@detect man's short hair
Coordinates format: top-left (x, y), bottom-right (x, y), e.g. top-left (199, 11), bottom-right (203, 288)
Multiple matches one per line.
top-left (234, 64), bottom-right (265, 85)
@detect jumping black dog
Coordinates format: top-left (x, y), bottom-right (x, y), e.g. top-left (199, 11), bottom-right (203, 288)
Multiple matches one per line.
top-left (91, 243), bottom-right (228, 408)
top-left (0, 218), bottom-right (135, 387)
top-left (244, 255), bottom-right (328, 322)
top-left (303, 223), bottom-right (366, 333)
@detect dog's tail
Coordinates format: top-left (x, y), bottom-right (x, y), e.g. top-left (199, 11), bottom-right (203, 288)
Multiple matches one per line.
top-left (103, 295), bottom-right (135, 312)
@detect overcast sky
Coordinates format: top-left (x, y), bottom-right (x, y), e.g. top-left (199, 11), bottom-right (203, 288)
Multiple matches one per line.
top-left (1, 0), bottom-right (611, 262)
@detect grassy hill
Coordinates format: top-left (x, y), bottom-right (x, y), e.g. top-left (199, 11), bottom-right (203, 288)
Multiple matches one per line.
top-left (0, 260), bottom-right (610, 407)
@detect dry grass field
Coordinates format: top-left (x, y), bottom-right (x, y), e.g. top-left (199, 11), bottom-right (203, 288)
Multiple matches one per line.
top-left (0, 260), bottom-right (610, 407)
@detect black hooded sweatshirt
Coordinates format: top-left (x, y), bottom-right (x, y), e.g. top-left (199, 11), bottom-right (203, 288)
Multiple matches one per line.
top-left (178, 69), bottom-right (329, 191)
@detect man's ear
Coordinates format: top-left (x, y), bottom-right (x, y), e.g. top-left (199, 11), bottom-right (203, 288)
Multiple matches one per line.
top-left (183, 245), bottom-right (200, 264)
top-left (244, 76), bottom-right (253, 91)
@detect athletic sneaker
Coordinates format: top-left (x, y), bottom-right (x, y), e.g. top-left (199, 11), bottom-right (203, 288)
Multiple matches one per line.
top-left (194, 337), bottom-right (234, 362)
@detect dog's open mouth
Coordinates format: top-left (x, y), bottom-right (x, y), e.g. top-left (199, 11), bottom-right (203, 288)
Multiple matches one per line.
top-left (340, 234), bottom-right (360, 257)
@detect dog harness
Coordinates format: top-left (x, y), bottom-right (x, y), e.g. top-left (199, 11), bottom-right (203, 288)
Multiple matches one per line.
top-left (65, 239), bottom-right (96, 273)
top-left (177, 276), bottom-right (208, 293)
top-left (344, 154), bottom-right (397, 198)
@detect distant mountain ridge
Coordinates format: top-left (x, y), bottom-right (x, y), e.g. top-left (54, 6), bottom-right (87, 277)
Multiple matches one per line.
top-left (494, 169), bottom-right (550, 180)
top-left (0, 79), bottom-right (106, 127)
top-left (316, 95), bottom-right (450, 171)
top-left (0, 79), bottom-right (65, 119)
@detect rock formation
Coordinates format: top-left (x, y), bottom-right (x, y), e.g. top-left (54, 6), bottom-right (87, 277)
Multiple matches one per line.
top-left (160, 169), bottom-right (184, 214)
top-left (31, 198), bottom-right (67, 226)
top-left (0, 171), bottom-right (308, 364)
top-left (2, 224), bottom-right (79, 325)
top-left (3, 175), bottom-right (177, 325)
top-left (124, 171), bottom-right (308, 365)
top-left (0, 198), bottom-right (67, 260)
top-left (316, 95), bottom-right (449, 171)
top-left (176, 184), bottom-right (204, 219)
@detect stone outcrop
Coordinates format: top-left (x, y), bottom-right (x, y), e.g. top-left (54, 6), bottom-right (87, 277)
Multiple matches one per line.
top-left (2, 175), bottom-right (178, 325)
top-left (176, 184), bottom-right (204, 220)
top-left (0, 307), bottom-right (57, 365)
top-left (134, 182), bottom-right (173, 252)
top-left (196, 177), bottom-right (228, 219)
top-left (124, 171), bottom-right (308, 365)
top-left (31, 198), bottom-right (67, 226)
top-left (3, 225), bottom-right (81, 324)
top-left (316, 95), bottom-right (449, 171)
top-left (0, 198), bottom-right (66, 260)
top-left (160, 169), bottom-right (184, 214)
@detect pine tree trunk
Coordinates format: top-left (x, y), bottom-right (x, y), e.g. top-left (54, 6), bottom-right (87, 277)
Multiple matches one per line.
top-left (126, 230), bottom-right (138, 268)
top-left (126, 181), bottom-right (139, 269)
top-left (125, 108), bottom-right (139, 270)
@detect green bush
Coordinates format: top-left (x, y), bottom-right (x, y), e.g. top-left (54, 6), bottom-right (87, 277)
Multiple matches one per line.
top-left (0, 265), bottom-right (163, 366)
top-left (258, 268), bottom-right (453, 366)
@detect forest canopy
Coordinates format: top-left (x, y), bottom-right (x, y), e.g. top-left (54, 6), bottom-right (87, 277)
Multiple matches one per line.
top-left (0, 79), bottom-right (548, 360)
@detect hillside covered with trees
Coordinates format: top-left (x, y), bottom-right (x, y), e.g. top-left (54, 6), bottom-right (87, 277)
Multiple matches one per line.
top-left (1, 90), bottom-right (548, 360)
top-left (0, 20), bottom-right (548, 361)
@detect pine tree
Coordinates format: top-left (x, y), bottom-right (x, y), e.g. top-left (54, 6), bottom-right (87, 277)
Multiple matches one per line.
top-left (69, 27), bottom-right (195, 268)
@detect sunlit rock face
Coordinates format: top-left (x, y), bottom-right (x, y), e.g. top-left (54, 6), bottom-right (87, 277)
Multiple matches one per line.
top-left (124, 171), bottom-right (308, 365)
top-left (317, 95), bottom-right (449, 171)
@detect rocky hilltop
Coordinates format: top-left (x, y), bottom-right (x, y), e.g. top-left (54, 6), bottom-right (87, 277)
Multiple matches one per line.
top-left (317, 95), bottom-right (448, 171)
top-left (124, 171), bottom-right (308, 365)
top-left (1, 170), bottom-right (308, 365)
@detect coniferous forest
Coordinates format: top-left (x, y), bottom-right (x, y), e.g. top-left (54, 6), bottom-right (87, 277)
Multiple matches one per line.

..............................

Every line of the data above should be output exactly as written.

@detect man's short hair
Coordinates format: top-left (x, y), bottom-right (x, y), e.g. top-left (199, 11), bottom-right (203, 288)
Multiple matches one per line.
top-left (234, 64), bottom-right (265, 85)
@detect jumping black dog
Coordinates format: top-left (x, y), bottom-right (x, y), e.g. top-left (199, 11), bottom-right (203, 288)
Multiple matches one per line.
top-left (91, 243), bottom-right (228, 408)
top-left (0, 218), bottom-right (135, 387)
top-left (244, 255), bottom-right (328, 322)
top-left (303, 223), bottom-right (366, 333)
@detect dog's tail
Coordinates format: top-left (x, y), bottom-right (x, y), e.g. top-left (199, 11), bottom-right (203, 288)
Multiple matches one per line.
top-left (103, 295), bottom-right (135, 312)
@detect overcast sky
Coordinates format: top-left (x, y), bottom-right (x, y), e.g. top-left (199, 11), bottom-right (203, 288)
Multiple matches one per line.
top-left (1, 0), bottom-right (611, 262)
@detect grassy hill
Coordinates format: top-left (x, y), bottom-right (x, y), e.g. top-left (199, 11), bottom-right (203, 288)
Multiple matches one per line.
top-left (0, 260), bottom-right (610, 407)
@detect dry grass field
Coordinates format: top-left (x, y), bottom-right (x, y), e.g. top-left (199, 11), bottom-right (203, 288)
Multiple matches one per line.
top-left (0, 260), bottom-right (610, 407)
@detect black hooded sweatshirt
Coordinates format: top-left (x, y), bottom-right (x, y), e.g. top-left (199, 11), bottom-right (203, 288)
Multiple matches one per line.
top-left (178, 69), bottom-right (329, 191)
@detect man's ear
Coordinates format: top-left (x, y), bottom-right (x, y), e.g. top-left (199, 11), bottom-right (203, 288)
Multiple matches one per line.
top-left (183, 245), bottom-right (200, 264)
top-left (244, 76), bottom-right (253, 91)
@detect athletic sneaker
Coordinates format: top-left (x, y), bottom-right (x, y), e.g. top-left (199, 11), bottom-right (203, 288)
Multiple matches one per line.
top-left (194, 337), bottom-right (234, 362)
@detect dog's open mouth
Coordinates format: top-left (x, y), bottom-right (x, y), e.g. top-left (199, 11), bottom-right (203, 288)
Multiple matches one per line.
top-left (340, 234), bottom-right (360, 257)
@detect dog harness
Coordinates format: top-left (x, y), bottom-right (x, y), e.g. top-left (199, 11), bottom-right (203, 288)
Multiple matches one per line.
top-left (65, 239), bottom-right (96, 273)
top-left (177, 276), bottom-right (208, 293)
top-left (344, 154), bottom-right (397, 198)
@detect distant mountain ridge
Coordinates format: top-left (x, y), bottom-right (x, y), e.g. top-left (54, 6), bottom-right (87, 277)
Multiple matches one per line.
top-left (494, 169), bottom-right (550, 180)
top-left (0, 79), bottom-right (106, 127)
top-left (316, 95), bottom-right (450, 171)
top-left (0, 79), bottom-right (65, 119)
@detect rock formation
Coordinates format: top-left (x, y), bottom-right (x, y), e.g. top-left (54, 6), bottom-right (87, 277)
Multiple matches one per line.
top-left (160, 169), bottom-right (184, 214)
top-left (31, 198), bottom-right (67, 226)
top-left (0, 171), bottom-right (308, 364)
top-left (2, 224), bottom-right (79, 325)
top-left (3, 175), bottom-right (177, 325)
top-left (124, 171), bottom-right (308, 365)
top-left (0, 198), bottom-right (67, 260)
top-left (316, 95), bottom-right (449, 171)
top-left (176, 184), bottom-right (204, 219)
@detect stone outcrop
Coordinates format: top-left (x, y), bottom-right (x, y), e.g. top-left (54, 6), bottom-right (87, 277)
Multiple matches one per line.
top-left (2, 175), bottom-right (178, 325)
top-left (176, 184), bottom-right (204, 220)
top-left (0, 307), bottom-right (57, 365)
top-left (134, 182), bottom-right (173, 252)
top-left (196, 177), bottom-right (228, 219)
top-left (124, 171), bottom-right (308, 365)
top-left (31, 198), bottom-right (67, 226)
top-left (3, 225), bottom-right (81, 324)
top-left (316, 95), bottom-right (449, 171)
top-left (0, 198), bottom-right (66, 260)
top-left (160, 169), bottom-right (184, 214)
@detect pine tree trunk
Coordinates format: top-left (x, y), bottom-right (x, y), e.g. top-left (54, 6), bottom-right (87, 277)
Multiple matches one per line.
top-left (126, 230), bottom-right (138, 268)
top-left (126, 181), bottom-right (139, 269)
top-left (125, 108), bottom-right (139, 270)
@detect green bush
Coordinates format: top-left (x, y), bottom-right (x, y), e.g. top-left (54, 6), bottom-right (87, 277)
Multiple matches one per line.
top-left (0, 265), bottom-right (163, 366)
top-left (258, 268), bottom-right (453, 366)
@detect forest canopy
Coordinates format: top-left (x, y), bottom-right (x, y), e.g. top-left (54, 6), bottom-right (87, 277)
Multiple matches one per line.
top-left (0, 79), bottom-right (548, 360)
@detect hillside covered with trees
Coordinates format: top-left (x, y), bottom-right (x, y), e.g. top-left (54, 6), bottom-right (87, 277)
Multiple matches one per line.
top-left (1, 90), bottom-right (548, 360)
top-left (0, 20), bottom-right (548, 361)
@detect pine tree
Coordinates format: top-left (x, y), bottom-right (x, y), e.g. top-left (54, 6), bottom-right (87, 277)
Multiple matches one per line.
top-left (69, 27), bottom-right (195, 268)
@detect sunlit rock face
Coordinates format: top-left (x, y), bottom-right (x, y), e.g. top-left (54, 6), bottom-right (87, 277)
Multiple matches one per line.
top-left (124, 171), bottom-right (308, 365)
top-left (317, 95), bottom-right (449, 171)
@detect rocky hilltop
Coordinates format: top-left (x, y), bottom-right (x, y), e.g. top-left (54, 6), bottom-right (87, 277)
Multiple matches one per line.
top-left (317, 95), bottom-right (448, 171)
top-left (124, 171), bottom-right (308, 365)
top-left (1, 170), bottom-right (308, 365)
@detect coniferous forest
Coordinates format: top-left (x, y), bottom-right (x, y), e.g. top-left (54, 6), bottom-right (87, 277)
Multiple matches one per line.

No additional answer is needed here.